WHAT TO WORK ON: Repeat the records. Leave nothing out.

DATASET EXCERPTS:

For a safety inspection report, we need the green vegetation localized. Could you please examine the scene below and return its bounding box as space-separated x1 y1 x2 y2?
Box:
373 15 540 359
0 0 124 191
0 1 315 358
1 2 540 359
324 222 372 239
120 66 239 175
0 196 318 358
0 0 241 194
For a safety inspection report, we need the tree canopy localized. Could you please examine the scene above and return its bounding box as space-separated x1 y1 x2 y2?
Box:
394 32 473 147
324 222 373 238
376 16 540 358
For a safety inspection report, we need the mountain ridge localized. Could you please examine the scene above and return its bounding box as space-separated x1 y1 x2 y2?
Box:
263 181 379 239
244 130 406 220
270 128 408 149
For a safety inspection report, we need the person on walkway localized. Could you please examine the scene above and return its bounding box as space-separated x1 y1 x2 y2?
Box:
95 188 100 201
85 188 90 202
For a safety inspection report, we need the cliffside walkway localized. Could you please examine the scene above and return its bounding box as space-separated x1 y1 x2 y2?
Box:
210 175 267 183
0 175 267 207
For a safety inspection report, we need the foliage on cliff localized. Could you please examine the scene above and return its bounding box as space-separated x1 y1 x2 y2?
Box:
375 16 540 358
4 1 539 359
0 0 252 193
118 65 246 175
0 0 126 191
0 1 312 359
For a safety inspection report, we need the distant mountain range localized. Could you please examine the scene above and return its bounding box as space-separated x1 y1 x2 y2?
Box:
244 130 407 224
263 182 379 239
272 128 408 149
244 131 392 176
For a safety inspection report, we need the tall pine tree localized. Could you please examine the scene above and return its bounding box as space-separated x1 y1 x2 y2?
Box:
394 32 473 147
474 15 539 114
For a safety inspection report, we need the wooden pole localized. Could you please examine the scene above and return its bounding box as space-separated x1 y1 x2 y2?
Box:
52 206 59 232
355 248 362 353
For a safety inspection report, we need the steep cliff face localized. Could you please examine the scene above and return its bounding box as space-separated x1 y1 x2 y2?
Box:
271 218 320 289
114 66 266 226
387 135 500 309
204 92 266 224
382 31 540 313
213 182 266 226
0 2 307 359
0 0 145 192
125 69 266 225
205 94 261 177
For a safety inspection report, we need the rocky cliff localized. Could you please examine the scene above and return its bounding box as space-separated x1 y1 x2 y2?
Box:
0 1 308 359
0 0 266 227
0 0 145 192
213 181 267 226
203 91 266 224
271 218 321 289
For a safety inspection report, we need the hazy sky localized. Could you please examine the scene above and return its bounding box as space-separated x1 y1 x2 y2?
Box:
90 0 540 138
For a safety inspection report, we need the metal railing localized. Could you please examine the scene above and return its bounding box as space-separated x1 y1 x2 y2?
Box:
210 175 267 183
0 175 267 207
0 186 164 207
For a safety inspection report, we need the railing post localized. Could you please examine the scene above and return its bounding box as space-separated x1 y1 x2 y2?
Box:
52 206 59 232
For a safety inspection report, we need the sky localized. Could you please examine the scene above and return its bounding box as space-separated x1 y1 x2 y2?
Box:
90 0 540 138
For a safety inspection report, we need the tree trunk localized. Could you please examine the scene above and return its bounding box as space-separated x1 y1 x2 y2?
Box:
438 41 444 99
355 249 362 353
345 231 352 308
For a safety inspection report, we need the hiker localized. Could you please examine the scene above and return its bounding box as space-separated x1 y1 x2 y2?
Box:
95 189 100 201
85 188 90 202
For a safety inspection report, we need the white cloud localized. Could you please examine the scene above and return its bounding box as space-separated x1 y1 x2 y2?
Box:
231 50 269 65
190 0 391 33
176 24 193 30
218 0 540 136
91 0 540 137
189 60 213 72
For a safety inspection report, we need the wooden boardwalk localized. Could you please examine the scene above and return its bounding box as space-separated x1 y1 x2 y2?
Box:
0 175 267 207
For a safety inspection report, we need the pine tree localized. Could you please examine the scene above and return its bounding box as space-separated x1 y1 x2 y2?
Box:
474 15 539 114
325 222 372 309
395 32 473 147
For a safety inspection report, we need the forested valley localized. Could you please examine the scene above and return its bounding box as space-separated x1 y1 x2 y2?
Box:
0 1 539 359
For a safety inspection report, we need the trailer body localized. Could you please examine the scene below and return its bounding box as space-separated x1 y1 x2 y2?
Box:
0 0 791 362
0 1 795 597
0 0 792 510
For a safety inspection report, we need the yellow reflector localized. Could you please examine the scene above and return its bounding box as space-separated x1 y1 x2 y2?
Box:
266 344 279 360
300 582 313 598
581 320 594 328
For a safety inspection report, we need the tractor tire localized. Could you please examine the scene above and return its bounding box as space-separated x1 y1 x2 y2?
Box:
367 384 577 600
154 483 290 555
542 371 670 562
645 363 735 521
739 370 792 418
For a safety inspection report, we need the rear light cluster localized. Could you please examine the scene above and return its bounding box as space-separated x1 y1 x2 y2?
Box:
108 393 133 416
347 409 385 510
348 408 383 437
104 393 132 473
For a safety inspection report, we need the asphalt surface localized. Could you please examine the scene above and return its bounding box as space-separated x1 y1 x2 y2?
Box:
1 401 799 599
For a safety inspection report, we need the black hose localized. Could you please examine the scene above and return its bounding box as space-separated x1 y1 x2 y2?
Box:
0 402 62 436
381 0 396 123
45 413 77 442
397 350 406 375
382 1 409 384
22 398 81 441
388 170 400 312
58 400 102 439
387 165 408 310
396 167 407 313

TASK RESULT:
For a safety inspection report, we need the green vegetation localized. Could you please examine the scene below and return its bounding box as space-separated x1 y1 x2 y2?
Box:
373 15 540 359
0 0 124 191
0 1 315 358
1 2 540 359
324 222 372 239
120 66 239 175
0 196 318 358
0 0 241 194
For a safety inspection report, we need the tree canopy localized. Could you please examine the scene above and return its bounding box as space-separated x1 y1 x2 y2?
Box:
394 32 473 147
324 222 373 238
376 16 540 358
For a safety inspection report, we need the mountain ridge localized. Could you please examine the scene above and return its bounding box as space-separated x1 y1 x2 y2?
Box:
263 181 379 239
244 130 406 220
270 128 408 149
For a safety inspection report, we need the person on walkway localized. Could you please examine the scene above and return its bounding box as space-separated x1 y1 x2 y2?
Box:
95 188 100 201
85 188 90 202
For a safety inspection report, we need the cliffside walkway localized. Could you please examine the scene above and return its bounding box as space-separated x1 y1 x2 y2?
Box:
210 175 267 183
0 175 267 207
For a safety inspection report, we need the foliage on cliff localized. Could you please examine the scene above and return its bounding box as space-separated x1 y1 x2 y2?
Box:
375 16 540 358
4 1 539 359
0 0 252 193
118 65 246 175
0 0 126 191
0 1 312 359
For a safety inspection report, we need the distant mountain range localized. Could you please examine the scene above and return its bounding box as space-separated x1 y1 x2 y2?
Box:
244 130 407 224
263 182 379 239
272 128 408 149
244 131 392 176
For a safety inspection report, we need the tall pine tree localized. Could you please examine the scene above and return its bounding box as space-separated x1 y1 x2 y2?
Box:
394 32 473 147
474 15 539 114
For a safety inspection report, we need the wooden pole localized. Could you please examine the scene above and return its bounding box as space-separated x1 y1 x2 y2?
Box:
52 206 59 232
355 248 362 353
For a safety inspection report, we need the steep cliff face localized. Could you please examine the scene above and return its bounding box as space-separated x1 y1 x2 y2?
Box:
271 218 320 289
114 66 266 226
387 135 500 309
204 92 266 224
382 31 540 313
213 182 266 226
0 2 307 359
0 0 145 192
125 69 266 225
205 94 261 177
For a safety inspection report, we need the rocky cliff localized. Could you please examine the scene above and return its bounding box as space-separated x1 y1 x2 y2?
Box:
0 1 308 359
0 0 266 227
0 0 145 192
213 181 267 226
203 91 266 224
271 218 321 289
For a safety inspection report, we need the hazy sky localized. Could you please examine the scene above and return its bounding box as space-separated x1 y1 x2 y2?
Box:
90 0 540 138
For a safety inspection report, we need the metal railing localized. Could you please examine the scene above and return its bounding box as space-separated x1 y1 x2 y2?
Box:
210 175 267 183
0 175 267 207
0 186 164 207
For a safety inspection report, we need the railing post localized. Could you please examine the scene above and return its bounding box as space-separated x1 y1 x2 y2?
Box:
52 206 59 232
For a safety inspection report, we need the sky localized. Could you please examine the scene above and return its bounding box as space-separated x1 y1 x2 y2?
Box:
90 0 540 138
For a safety inspection report, we need the tree trunk localized. Could you please examine the scene above and return its bounding box as space-separated x1 y1 x2 y2?
Box:
438 41 444 99
355 249 362 353
345 231 352 308
For a safety inspection report, we need the hiker localized. Could you please examine the scene above and return its bounding box as space-separated x1 y1 x2 y2?
Box:
95 189 100 201
85 188 90 202
For a safety inspection report, we need the white cloud localized. Could you please examine the scene above and return its bounding box as space-separated x1 y1 x2 y2?
Box:
231 50 269 65
190 0 391 33
176 24 193 30
218 0 540 136
91 0 540 137
189 60 213 72
For a safety inspection report, we need the wooden boardwalk localized. Could you please examine the scene above and return its bounding box as space-separated x1 y1 x2 y2?
Box:
0 175 267 207
For a safety inspection report, we need the pine tree localized. Could you please examine the scene above and return its bounding box as space-separated x1 y1 x2 y2?
Box:
474 15 539 114
325 222 372 309
395 32 473 147
For a safety inspection report, we need the forested valley localized. Could you please examine the scene above and return its bounding box as space-separated x1 y1 x2 y2?
Box:
0 1 539 359
For a safety inspection report, we need the trailer body localized. Could you please examine the scene below and return its bounding box as space-separated x1 y1 x2 y2?
Box:
0 0 791 362
0 1 795 597
0 0 792 510
For a safety inspection report, we need the yellow reflector localized. Could you please examine the scene above and return its bounding box as space-separated x1 y1 x2 y2?
Box:
266 344 279 360
300 582 313 598
581 320 594 328
For a safety inspection report, we need the tractor tire localized. Could you please examine the scene above and return its bounding box as space-separated x1 y1 x2 y2?
Box:
367 384 577 600
154 483 290 555
542 371 670 562
645 363 735 521
739 370 792 418
For a safety inspection report, we need the rear light cluster localized. Could you please examine the scene above and return its bounding box as space-separated x1 y1 x2 y2?
Box:
108 393 133 416
347 409 385 510
348 408 383 437
104 393 132 473
For a safety inspection report, we need the asphalt surface localized. Could you please examine the scene above and return its bounding box as space-separated x1 y1 x2 y2?
Box:
1 401 799 599
For a safety inspection report, we need the black hose localized. Could you please examine the scene above and return its bounding box as space-separated x1 y1 x2 y2?
Box:
0 402 62 436
381 0 396 123
45 413 77 442
397 350 406 375
382 1 409 384
22 398 81 441
388 170 400 312
58 400 102 439
387 165 408 310
396 167 407 313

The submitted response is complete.